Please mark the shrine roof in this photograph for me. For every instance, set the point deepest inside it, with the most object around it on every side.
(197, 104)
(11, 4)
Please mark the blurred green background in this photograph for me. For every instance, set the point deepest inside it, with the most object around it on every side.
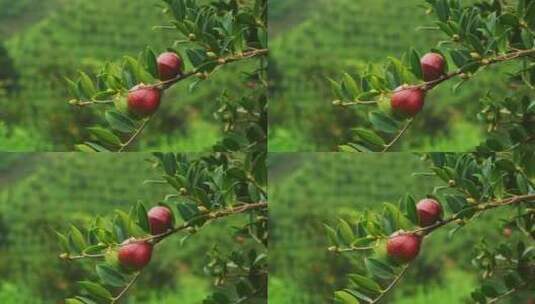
(43, 41)
(41, 193)
(313, 40)
(310, 189)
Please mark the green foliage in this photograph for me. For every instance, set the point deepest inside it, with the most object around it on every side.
(11, 294)
(19, 139)
(472, 185)
(308, 190)
(478, 36)
(206, 188)
(54, 41)
(335, 41)
(210, 36)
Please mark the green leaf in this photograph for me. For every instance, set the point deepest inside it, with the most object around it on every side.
(337, 89)
(458, 58)
(350, 86)
(416, 67)
(120, 122)
(109, 276)
(105, 136)
(359, 295)
(169, 163)
(410, 209)
(91, 147)
(142, 219)
(331, 233)
(456, 203)
(345, 232)
(379, 269)
(489, 291)
(187, 210)
(73, 88)
(96, 290)
(87, 85)
(383, 123)
(151, 62)
(370, 137)
(63, 242)
(77, 238)
(344, 297)
(365, 283)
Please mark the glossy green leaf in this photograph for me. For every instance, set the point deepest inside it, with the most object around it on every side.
(96, 290)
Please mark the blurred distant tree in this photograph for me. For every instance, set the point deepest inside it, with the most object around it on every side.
(385, 243)
(206, 189)
(211, 36)
(8, 73)
(479, 35)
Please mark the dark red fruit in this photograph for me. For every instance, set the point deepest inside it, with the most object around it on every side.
(169, 65)
(403, 248)
(135, 256)
(160, 220)
(433, 65)
(429, 212)
(408, 102)
(144, 101)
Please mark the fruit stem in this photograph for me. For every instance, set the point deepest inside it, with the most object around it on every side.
(207, 216)
(426, 86)
(125, 289)
(392, 284)
(509, 292)
(481, 207)
(135, 135)
(399, 135)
⁂
(ASSIGNMENT) Set down only the lines running from the line with "Please mark the green leaf" to the end of the entries above, both included, exactly as they stand.

(WRITTEN RESPONSE)
Please mark the green leaf in this photograph for me. For every instance, set the point deepest inside it, with the most object around it on every side.
(337, 89)
(458, 58)
(350, 86)
(416, 67)
(120, 122)
(109, 276)
(105, 136)
(359, 295)
(169, 163)
(410, 209)
(91, 147)
(142, 219)
(331, 233)
(456, 203)
(345, 232)
(379, 269)
(489, 291)
(187, 210)
(73, 88)
(96, 290)
(87, 85)
(383, 123)
(151, 62)
(370, 137)
(63, 242)
(77, 238)
(344, 297)
(365, 283)
Please mark the glossy green leaf in this photograph for me. For every instance, set the point deepest inside it, with the most object around it on every side.
(96, 290)
Please mark the blurred distant tree in this photograph for me. For every instance, set the point deepest inside it, with the most object around it on every side.
(385, 243)
(206, 189)
(211, 36)
(8, 73)
(479, 35)
Please mark the dark red fruit in this photograph for me. For every instance, set the point deepest inside it, with the most object around it on every side.
(169, 65)
(403, 248)
(135, 256)
(160, 220)
(433, 65)
(429, 212)
(408, 102)
(144, 101)
Please mark the fruit stem in this photograph for me. For every instance, set the point deepest inside it, with the most object around it on every side.
(207, 216)
(426, 86)
(125, 289)
(392, 284)
(509, 292)
(481, 207)
(135, 135)
(399, 135)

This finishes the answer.